** Source text follows **

Early last week, the Bank of Japan (BOJ) indicated their intention to further expand the money supply:

“Regarding purchases of T-Bills, conducted as part of money market operations, the Bank will decide the purchase size per auction considering the effects on financial markets. The Bank will purchase about 500 billion to $3.0 trillion yen of T-Bills per auction for the time being.”

When combining the above statement with the BOJ eliminating its ceilings on purchases of Japanese government bonds and increased purchases of corporate bonds, and the BOJ committed itself to perhaps expanding its money supply by another $5 trillion before the end of 2021.

To put the seemingly massive increase in perspective, the $5 trillion in money printing is approximately equal to Japan’s $5 trillion GDP. That’s right – the BOJ is printing enough money to equal the country’s annual GDP.

Others

The amazing, albeit symbolic move, is not an anomaly among central banks. The following figure has projections on central bank balance sheets for the European Central Bank (ECB), the Federal Reserve, the BOJ, the Bank of England (BOE), and the People’s Bank of China (PBOC).

** End of Source text **
** Records shown follows **

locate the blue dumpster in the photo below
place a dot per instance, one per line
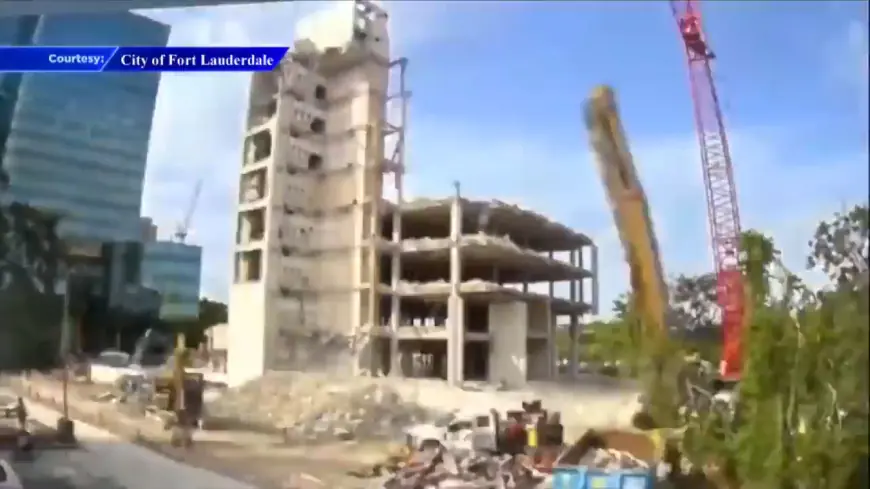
(589, 478)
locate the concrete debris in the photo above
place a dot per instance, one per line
(434, 466)
(308, 407)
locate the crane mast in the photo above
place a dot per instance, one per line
(722, 210)
(629, 205)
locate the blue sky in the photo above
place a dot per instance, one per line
(498, 91)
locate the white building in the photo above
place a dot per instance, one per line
(310, 197)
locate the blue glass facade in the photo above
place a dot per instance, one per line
(173, 269)
(78, 143)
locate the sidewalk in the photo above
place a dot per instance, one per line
(104, 455)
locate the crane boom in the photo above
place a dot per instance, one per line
(722, 210)
(629, 206)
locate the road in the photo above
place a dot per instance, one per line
(106, 462)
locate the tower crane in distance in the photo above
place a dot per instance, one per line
(183, 227)
(722, 210)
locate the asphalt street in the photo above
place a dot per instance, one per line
(104, 462)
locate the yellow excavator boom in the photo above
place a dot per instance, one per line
(629, 205)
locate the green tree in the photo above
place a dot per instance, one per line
(803, 394)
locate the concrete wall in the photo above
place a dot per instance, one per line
(246, 333)
(538, 346)
(508, 326)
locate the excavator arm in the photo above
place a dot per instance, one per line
(629, 206)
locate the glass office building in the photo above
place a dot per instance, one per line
(173, 269)
(77, 143)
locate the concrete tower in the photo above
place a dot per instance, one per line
(309, 204)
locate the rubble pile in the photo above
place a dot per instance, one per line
(437, 467)
(308, 407)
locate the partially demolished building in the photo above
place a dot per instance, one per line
(329, 275)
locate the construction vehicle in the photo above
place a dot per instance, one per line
(632, 218)
(174, 389)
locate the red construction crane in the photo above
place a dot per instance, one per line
(723, 214)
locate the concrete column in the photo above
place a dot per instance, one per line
(594, 269)
(552, 348)
(456, 308)
(573, 331)
(396, 268)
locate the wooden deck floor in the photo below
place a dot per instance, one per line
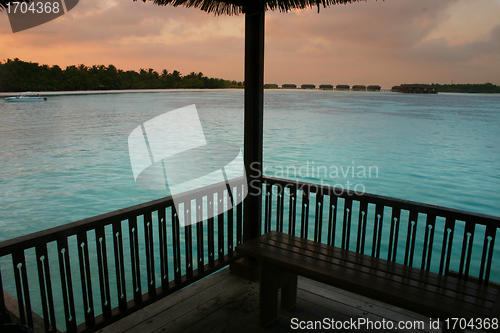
(226, 303)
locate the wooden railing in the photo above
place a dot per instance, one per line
(122, 260)
(84, 275)
(443, 240)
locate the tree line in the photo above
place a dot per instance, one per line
(484, 88)
(17, 76)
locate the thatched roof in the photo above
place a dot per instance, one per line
(234, 7)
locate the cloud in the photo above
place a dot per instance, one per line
(375, 42)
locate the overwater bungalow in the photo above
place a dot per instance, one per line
(418, 89)
(373, 88)
(342, 87)
(148, 268)
(359, 87)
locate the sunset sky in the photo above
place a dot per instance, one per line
(375, 42)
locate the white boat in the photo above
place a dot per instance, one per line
(26, 97)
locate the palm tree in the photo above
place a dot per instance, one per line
(254, 11)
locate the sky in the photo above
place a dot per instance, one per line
(386, 43)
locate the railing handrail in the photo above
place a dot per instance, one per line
(73, 228)
(478, 218)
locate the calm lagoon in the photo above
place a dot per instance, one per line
(67, 159)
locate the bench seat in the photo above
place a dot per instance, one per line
(283, 257)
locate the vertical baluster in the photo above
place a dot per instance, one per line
(230, 222)
(428, 242)
(176, 244)
(49, 317)
(377, 230)
(463, 271)
(4, 315)
(394, 235)
(304, 218)
(199, 234)
(66, 284)
(446, 247)
(85, 277)
(22, 288)
(210, 203)
(292, 209)
(487, 256)
(134, 258)
(346, 227)
(268, 208)
(239, 215)
(318, 217)
(149, 244)
(119, 265)
(332, 219)
(279, 208)
(188, 239)
(411, 235)
(220, 225)
(102, 261)
(163, 248)
(363, 212)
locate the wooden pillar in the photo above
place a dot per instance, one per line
(254, 112)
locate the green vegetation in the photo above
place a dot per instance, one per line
(485, 88)
(17, 76)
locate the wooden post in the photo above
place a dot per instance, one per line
(254, 111)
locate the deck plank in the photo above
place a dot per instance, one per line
(226, 303)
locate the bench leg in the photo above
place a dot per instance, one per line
(289, 292)
(272, 278)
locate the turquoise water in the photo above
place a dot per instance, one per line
(67, 158)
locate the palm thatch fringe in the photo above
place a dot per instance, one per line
(235, 7)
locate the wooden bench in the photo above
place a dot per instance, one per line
(283, 257)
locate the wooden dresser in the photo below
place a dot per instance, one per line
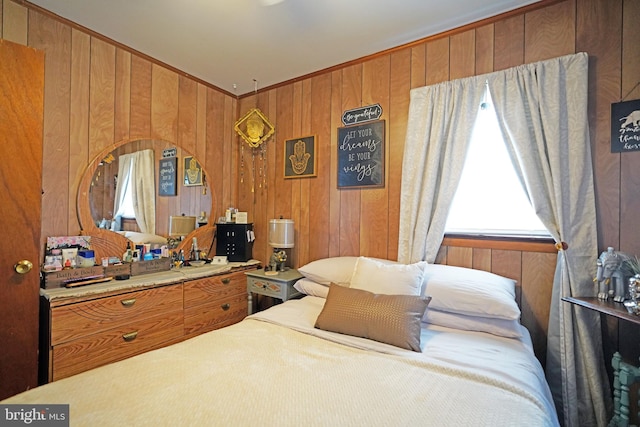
(91, 326)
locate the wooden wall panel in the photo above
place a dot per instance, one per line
(463, 53)
(350, 198)
(140, 97)
(320, 186)
(122, 107)
(418, 67)
(598, 26)
(547, 34)
(484, 49)
(121, 95)
(374, 202)
(399, 97)
(437, 61)
(335, 194)
(538, 270)
(102, 96)
(14, 25)
(164, 103)
(301, 186)
(55, 39)
(508, 42)
(79, 118)
(629, 170)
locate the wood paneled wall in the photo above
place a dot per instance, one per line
(98, 93)
(331, 222)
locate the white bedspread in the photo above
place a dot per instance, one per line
(260, 373)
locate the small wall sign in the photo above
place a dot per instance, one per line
(361, 155)
(625, 126)
(192, 172)
(169, 152)
(300, 157)
(167, 176)
(362, 115)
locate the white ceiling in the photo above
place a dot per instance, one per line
(241, 45)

** End of Records shown **

* Activity *
Summarize the text above on the Bank of Japan's money supply in two sentences.

* Solution to the problem *
The Bank of Japan signaled that it will expand the money supply by buying T-Bills at each auction, removing its ceilings on Japanese government bond purchases and buying more corporate bonds, which could add about $5 trillion before the end of 2021, roughly equal to Japan's annual GDP. The text calls this symbolic move no anomaly among central banks and points to projected balance sheets for the European Central Bank, the Federal Reserve, the BOJ, the Bank of England and the People's Bank of China.